§ **Written problem 1**: Rewrite every line of the records, but not the text, as a JSON list of strings, with one string per line and blank lines left out.

§ **Reading passage**:
◆ ◆ ◆ ◆ ◆

When George W. Bush took office on 20 January 2001, the economic prosperity of the 1990s was disappearing in the wake of an emerging recession. The tech bubble that had offered quick riches to venture capitalists had burst. Corporate accounting scandals and cooked books that were allowed to fester during the previous decade surfaced, breaking the backs of some of the nation's biggest companies. Hundreds of thousands of jobs and the life savings of many hard-working Americans evaporated.
Bush had promised to unite the nation, but his task was a difficult one. Having been the fourth U.S. president to be elected without a majority of the popular vote, he emerged as the victor of the closest presidential contest in American history. He was pegged by the media and his opponents on the left as having no mandate to govern, and they cynically noted that much shouldn't be expected of him.
But from his first days in office, Bush proved his detractors wrong. He moved forward to stem the economic downturn by getting Congress to pass the largest tax relief package in a generation. Tax rates were cut across the board, easing the burden on small business, doubling the child tax credit, and reducing the marriage penalty. He also acted to enforce corporate responsibility and citizenship, so that investors could regain their trust in the markets.
Despite the recession that Bush inherited, and the further economic trauma caused by the September 11 terrorist attacks, the economy is gaining momentum every day. Since August 2003, 1.8 million jobs have been added to the economy. Unemployment remains at 5.6 percent, below the average for the last three decades. Homeownership is at record levels, and real after-tax income in America is up ten percent since 2001.

◆ ◆ ◆ ◆ ◆

§ **Written problem 2**: Summarize the passage on the economy under George W. Bush in two sentences.

◆ ◆ ◆ ◆ ◆

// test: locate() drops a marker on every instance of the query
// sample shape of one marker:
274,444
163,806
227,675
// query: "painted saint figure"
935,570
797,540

◆ ◆ ◆ ◆ ◆

§ **Worked answer 1**:
[
  "// test: locate() drops a marker on every instance of the query",
  "// sample shape of one marker:",
  "274,444",
  "163,806",
  "227,675",
  "// query: \"painted saint figure\"",
  "935,570",
  "797,540"
]

§ **Worked answer 2**: When George W. Bush took office in January 2001, a recession was emerging, the tech bubble had burst, and corporate accounting scandals had cost many Americans their jobs and savings. Bush got Congress to pass the largest tax relief package in a generation and acted to enforce corporate responsibility, and since August 2003 the economy has added 1.8 million jobs.